INPUT DATA.
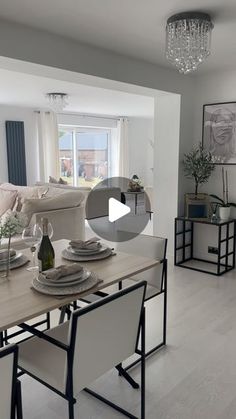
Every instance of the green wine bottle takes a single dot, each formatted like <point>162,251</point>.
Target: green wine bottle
<point>46,254</point>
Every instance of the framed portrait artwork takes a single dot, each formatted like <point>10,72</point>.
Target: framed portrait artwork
<point>219,131</point>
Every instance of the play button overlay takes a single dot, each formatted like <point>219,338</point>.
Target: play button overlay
<point>115,212</point>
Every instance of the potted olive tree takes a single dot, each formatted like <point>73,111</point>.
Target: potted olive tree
<point>198,166</point>
<point>224,204</point>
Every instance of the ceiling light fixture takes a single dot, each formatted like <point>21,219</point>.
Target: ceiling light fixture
<point>188,40</point>
<point>57,101</point>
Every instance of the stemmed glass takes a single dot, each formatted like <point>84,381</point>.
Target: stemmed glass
<point>50,230</point>
<point>32,236</point>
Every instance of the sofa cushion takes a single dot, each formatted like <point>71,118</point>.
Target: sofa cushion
<point>23,192</point>
<point>7,200</point>
<point>59,201</point>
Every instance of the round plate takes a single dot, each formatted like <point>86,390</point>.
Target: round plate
<point>12,259</point>
<point>16,263</point>
<point>86,252</point>
<point>63,291</point>
<point>86,258</point>
<point>64,278</point>
<point>68,280</point>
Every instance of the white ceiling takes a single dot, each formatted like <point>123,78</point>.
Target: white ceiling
<point>132,27</point>
<point>19,89</point>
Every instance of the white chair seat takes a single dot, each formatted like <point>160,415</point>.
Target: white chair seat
<point>48,365</point>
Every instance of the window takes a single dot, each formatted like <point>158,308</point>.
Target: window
<point>84,155</point>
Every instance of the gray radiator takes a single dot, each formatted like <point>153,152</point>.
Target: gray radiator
<point>15,136</point>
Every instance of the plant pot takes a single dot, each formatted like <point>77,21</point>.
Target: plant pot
<point>224,213</point>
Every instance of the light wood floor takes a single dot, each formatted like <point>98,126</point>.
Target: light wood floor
<point>194,377</point>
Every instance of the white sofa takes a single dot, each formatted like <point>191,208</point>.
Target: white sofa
<point>64,209</point>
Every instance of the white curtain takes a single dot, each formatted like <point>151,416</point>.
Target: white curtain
<point>47,133</point>
<point>123,148</point>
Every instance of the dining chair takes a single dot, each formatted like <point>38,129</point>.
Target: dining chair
<point>97,337</point>
<point>10,388</point>
<point>153,247</point>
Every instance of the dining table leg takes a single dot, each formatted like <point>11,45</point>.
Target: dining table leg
<point>128,377</point>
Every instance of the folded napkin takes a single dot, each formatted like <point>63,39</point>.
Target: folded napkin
<point>62,270</point>
<point>3,253</point>
<point>92,244</point>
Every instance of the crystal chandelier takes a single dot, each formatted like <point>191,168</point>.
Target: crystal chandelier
<point>57,101</point>
<point>188,40</point>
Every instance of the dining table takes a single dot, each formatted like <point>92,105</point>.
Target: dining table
<point>19,302</point>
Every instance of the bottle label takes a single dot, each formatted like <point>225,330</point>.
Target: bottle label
<point>40,265</point>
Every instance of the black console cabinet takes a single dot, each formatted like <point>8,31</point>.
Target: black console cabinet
<point>184,248</point>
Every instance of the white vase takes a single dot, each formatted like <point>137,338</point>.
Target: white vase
<point>224,213</point>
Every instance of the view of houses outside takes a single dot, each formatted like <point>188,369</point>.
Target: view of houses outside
<point>84,156</point>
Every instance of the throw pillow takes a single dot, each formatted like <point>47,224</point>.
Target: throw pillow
<point>23,192</point>
<point>7,200</point>
<point>62,182</point>
<point>57,202</point>
<point>52,180</point>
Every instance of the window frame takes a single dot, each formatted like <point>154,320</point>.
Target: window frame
<point>75,129</point>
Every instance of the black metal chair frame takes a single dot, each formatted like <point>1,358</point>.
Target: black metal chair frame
<point>71,348</point>
<point>5,336</point>
<point>16,400</point>
<point>163,291</point>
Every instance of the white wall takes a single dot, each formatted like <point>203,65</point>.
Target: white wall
<point>166,167</point>
<point>141,132</point>
<point>212,88</point>
<point>26,44</point>
<point>9,113</point>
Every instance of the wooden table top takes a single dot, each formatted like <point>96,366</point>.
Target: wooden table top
<point>19,302</point>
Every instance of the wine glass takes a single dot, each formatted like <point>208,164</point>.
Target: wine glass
<point>50,230</point>
<point>32,236</point>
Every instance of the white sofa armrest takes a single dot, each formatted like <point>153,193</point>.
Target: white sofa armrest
<point>67,223</point>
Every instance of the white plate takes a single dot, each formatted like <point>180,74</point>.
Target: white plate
<point>72,277</point>
<point>62,291</point>
<point>85,252</point>
<point>12,259</point>
<point>66,281</point>
<point>66,254</point>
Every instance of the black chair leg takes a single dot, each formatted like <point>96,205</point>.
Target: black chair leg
<point>71,409</point>
<point>19,409</point>
<point>165,308</point>
<point>143,357</point>
<point>48,321</point>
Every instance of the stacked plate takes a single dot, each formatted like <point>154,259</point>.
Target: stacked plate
<point>86,255</point>
<point>71,284</point>
<point>16,261</point>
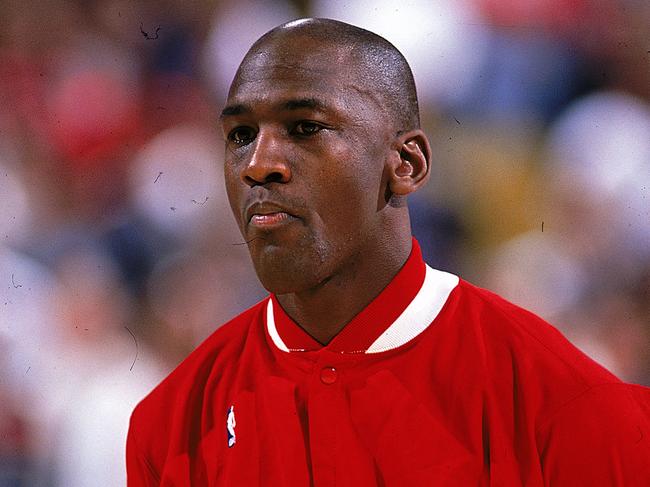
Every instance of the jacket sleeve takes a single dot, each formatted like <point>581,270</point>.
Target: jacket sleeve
<point>139,472</point>
<point>600,438</point>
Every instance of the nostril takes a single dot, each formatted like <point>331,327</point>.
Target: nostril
<point>274,177</point>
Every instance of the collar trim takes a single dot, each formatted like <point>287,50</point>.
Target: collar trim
<point>420,312</point>
<point>416,317</point>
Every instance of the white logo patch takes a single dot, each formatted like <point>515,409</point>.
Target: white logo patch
<point>230,426</point>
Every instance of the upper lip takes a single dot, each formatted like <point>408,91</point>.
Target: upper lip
<point>265,208</point>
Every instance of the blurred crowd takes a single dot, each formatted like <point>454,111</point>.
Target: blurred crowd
<point>118,253</point>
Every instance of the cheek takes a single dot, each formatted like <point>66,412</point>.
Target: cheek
<point>233,189</point>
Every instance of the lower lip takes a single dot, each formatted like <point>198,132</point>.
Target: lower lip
<point>271,220</point>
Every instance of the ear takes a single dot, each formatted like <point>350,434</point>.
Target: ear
<point>411,169</point>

WHAT IS REQUIRED. Quote the listing above, but only from the line that shows "Every instance of the white vase" through the line that shows "Every instance of the black metal".

REPLY.
Every instance of the white vase takes a single dot, each formatted like <point>137,338</point>.
Target: white vase
<point>224,213</point>
Every instance of the view of houses outside takes a single dot, each formatted like <point>188,369</point>.
Target: view of houses outside
<point>84,156</point>
Every instance of the throw pillow takes a single dot, each formatted like <point>47,224</point>.
Target: throw pillow
<point>23,192</point>
<point>7,200</point>
<point>62,182</point>
<point>57,202</point>
<point>52,180</point>
Every instance of the window frame takes a single dot, each formatted like <point>154,320</point>.
Target: window frame
<point>75,129</point>
Every instance of the black metal chair frame takes a single dot, each formatted like <point>1,358</point>.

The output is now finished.